You are asked to filter the data below and copy every line holding "rough".
Source material Block Start
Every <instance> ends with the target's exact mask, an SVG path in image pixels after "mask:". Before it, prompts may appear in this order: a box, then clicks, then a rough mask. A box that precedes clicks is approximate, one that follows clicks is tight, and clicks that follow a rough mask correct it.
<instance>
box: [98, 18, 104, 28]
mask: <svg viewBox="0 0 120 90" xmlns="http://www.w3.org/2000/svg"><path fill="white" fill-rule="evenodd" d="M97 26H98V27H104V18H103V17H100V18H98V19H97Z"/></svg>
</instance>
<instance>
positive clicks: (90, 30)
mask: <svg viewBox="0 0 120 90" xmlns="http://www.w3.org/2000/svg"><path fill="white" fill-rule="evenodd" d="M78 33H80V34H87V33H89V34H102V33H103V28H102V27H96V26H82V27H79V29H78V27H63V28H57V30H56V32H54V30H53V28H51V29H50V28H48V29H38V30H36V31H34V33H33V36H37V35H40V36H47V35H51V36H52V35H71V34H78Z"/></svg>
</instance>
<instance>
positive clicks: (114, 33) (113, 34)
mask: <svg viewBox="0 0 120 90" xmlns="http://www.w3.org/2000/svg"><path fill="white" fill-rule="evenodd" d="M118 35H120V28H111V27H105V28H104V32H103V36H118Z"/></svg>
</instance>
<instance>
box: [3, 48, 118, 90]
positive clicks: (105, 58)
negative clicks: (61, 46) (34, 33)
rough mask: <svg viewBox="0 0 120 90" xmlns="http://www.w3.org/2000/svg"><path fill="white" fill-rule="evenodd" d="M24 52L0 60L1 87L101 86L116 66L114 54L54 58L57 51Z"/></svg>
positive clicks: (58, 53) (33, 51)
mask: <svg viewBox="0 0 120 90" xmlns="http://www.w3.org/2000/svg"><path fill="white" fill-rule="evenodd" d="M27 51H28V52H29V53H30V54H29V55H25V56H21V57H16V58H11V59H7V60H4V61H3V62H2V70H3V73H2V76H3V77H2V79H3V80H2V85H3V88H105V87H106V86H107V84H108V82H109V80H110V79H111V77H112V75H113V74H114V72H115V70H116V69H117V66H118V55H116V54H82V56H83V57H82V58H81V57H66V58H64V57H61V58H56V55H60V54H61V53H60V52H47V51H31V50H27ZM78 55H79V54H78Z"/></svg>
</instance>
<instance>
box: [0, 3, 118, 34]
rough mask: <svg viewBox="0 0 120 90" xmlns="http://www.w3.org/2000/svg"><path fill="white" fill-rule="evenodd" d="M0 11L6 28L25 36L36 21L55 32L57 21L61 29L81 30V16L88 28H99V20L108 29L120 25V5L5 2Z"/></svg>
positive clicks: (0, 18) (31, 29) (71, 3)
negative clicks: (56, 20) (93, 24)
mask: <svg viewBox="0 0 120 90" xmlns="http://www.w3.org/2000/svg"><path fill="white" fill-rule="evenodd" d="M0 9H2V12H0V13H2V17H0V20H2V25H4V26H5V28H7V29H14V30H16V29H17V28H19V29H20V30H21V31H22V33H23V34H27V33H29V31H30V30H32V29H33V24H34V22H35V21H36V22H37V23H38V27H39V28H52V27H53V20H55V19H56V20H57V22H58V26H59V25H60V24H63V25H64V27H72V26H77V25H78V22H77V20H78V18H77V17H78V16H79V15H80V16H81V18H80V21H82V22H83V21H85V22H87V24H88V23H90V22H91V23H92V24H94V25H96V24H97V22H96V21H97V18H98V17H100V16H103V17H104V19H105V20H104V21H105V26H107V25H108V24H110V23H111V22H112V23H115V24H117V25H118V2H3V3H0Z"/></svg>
Source material Block End
**Answer space**:
Every <instance> ends with the target's exact mask, an SVG path in image pixels after "mask:". Before it, prompts may appear in this order: a box, then clicks, then a rough mask. A box that precedes clicks is approximate, one that follows clicks is tight, and clicks that follow a rough mask correct it.
rough mask: <svg viewBox="0 0 120 90" xmlns="http://www.w3.org/2000/svg"><path fill="white" fill-rule="evenodd" d="M24 52L0 60L1 87L101 86L116 66L114 54L54 58L57 51Z"/></svg>
rough mask: <svg viewBox="0 0 120 90" xmlns="http://www.w3.org/2000/svg"><path fill="white" fill-rule="evenodd" d="M0 11L6 28L25 36L36 21L55 32L57 21L61 29L81 30V16L88 28H99V20L108 29L120 25V5L5 2Z"/></svg>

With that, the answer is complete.